Each record below should be written out again exactly as given.

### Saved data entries
'''

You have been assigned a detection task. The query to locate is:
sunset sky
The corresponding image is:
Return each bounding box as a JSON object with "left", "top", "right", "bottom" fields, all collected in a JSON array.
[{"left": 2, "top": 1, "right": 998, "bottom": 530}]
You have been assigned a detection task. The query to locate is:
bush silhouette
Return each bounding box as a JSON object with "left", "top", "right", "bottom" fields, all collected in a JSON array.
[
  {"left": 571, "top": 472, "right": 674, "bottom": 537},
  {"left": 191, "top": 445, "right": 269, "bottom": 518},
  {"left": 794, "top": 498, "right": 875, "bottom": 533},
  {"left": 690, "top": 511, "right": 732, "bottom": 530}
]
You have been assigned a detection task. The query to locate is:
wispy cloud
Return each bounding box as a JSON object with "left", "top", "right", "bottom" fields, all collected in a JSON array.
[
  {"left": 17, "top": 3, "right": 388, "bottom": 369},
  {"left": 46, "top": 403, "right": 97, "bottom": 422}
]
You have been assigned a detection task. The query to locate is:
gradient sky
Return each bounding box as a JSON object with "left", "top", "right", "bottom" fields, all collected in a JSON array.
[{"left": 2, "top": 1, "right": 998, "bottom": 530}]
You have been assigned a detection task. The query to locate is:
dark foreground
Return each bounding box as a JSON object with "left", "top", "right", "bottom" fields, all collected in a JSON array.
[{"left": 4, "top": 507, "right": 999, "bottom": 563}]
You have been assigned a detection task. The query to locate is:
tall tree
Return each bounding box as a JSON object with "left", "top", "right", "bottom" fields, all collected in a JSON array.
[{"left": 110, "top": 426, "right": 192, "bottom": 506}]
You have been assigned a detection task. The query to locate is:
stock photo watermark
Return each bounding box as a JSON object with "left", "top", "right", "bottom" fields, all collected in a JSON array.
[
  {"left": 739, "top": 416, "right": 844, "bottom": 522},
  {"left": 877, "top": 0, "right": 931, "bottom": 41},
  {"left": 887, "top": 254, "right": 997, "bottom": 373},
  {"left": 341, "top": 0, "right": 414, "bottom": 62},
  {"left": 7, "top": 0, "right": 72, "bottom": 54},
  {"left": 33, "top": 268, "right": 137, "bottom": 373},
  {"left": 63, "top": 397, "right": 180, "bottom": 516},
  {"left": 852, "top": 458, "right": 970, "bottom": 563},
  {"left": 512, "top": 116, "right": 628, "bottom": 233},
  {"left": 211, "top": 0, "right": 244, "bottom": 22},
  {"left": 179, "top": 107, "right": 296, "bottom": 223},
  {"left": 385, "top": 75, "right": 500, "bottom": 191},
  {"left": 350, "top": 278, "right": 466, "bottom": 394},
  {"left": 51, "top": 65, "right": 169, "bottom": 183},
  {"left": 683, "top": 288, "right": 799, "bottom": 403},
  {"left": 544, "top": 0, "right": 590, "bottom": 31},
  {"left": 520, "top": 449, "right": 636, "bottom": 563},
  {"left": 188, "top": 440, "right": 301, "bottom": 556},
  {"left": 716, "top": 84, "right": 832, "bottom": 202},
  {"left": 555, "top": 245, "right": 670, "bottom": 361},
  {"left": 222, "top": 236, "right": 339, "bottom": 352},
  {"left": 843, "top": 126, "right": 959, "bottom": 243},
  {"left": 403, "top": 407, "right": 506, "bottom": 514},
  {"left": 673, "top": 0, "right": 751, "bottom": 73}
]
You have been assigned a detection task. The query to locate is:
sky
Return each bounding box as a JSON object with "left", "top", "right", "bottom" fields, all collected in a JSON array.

'''

### Answer to this problem
You have been assigned a detection task. The query to locate is:
sunset sky
The corresponding image is:
Return each bounding box as a JSON object with "left", "top", "right", "bottom" fields, all collected in a JSON array.
[{"left": 2, "top": 1, "right": 998, "bottom": 530}]
You have been assigned a detection task. The query to locate is:
bush silhouette
Return each bounding box as a JSON object with "left", "top", "right", "bottom" fields, all collected in a JSON array.
[
  {"left": 571, "top": 472, "right": 674, "bottom": 537},
  {"left": 191, "top": 445, "right": 269, "bottom": 518},
  {"left": 794, "top": 498, "right": 875, "bottom": 533},
  {"left": 690, "top": 511, "right": 732, "bottom": 530}
]
You have been assigned a detection task. The query to locate is:
wispy cloud
Return each bounding box as a JSON object with "left", "top", "right", "bottom" fields, all collected in a JSON array.
[
  {"left": 17, "top": 3, "right": 388, "bottom": 369},
  {"left": 46, "top": 403, "right": 97, "bottom": 422}
]
You have been assigned a detection task. The query to locate is:
gradient sky
Return each bounding box as a JSON object with "left", "top", "right", "bottom" fields, all collected in a JSON array.
[{"left": 2, "top": 1, "right": 998, "bottom": 530}]
You have been assigned a detection task. The query to locate is:
dark foreground
Return each bounding box as a JSON object with "left", "top", "right", "bottom" fields, all collected in a JSON array.
[{"left": 4, "top": 507, "right": 999, "bottom": 563}]
You have been assigned a detection task. The query to locate is:
tall tree
Return each bounding box as a JSON object with "left", "top", "right", "bottom" fields, all collected in a JSON array.
[{"left": 110, "top": 426, "right": 192, "bottom": 506}]
You have been assigned a detection task. The query to locate is:
stock photo watermark
Return each bounding box as a JSON object with "left", "top", "right", "bottom" fields, all collected in a JSON array.
[
  {"left": 739, "top": 416, "right": 844, "bottom": 522},
  {"left": 877, "top": 0, "right": 931, "bottom": 41},
  {"left": 887, "top": 254, "right": 997, "bottom": 373},
  {"left": 341, "top": 0, "right": 414, "bottom": 62},
  {"left": 7, "top": 0, "right": 72, "bottom": 54},
  {"left": 33, "top": 268, "right": 137, "bottom": 373},
  {"left": 63, "top": 397, "right": 180, "bottom": 516},
  {"left": 852, "top": 458, "right": 970, "bottom": 563},
  {"left": 512, "top": 116, "right": 628, "bottom": 233},
  {"left": 211, "top": 0, "right": 244, "bottom": 22},
  {"left": 179, "top": 107, "right": 296, "bottom": 223},
  {"left": 385, "top": 75, "right": 500, "bottom": 191},
  {"left": 350, "top": 278, "right": 466, "bottom": 394},
  {"left": 51, "top": 65, "right": 169, "bottom": 183},
  {"left": 683, "top": 288, "right": 799, "bottom": 403},
  {"left": 544, "top": 0, "right": 590, "bottom": 31},
  {"left": 520, "top": 449, "right": 636, "bottom": 563},
  {"left": 188, "top": 440, "right": 301, "bottom": 556},
  {"left": 716, "top": 84, "right": 832, "bottom": 202},
  {"left": 555, "top": 245, "right": 670, "bottom": 361},
  {"left": 222, "top": 236, "right": 339, "bottom": 352},
  {"left": 843, "top": 126, "right": 959, "bottom": 243},
  {"left": 403, "top": 407, "right": 506, "bottom": 514},
  {"left": 673, "top": 0, "right": 751, "bottom": 73}
]
You have been assigned a detection task. The query to locate is:
sky
Return each bounding box as a JSON object with "left", "top", "right", "bottom" fields, all collected in a JSON array.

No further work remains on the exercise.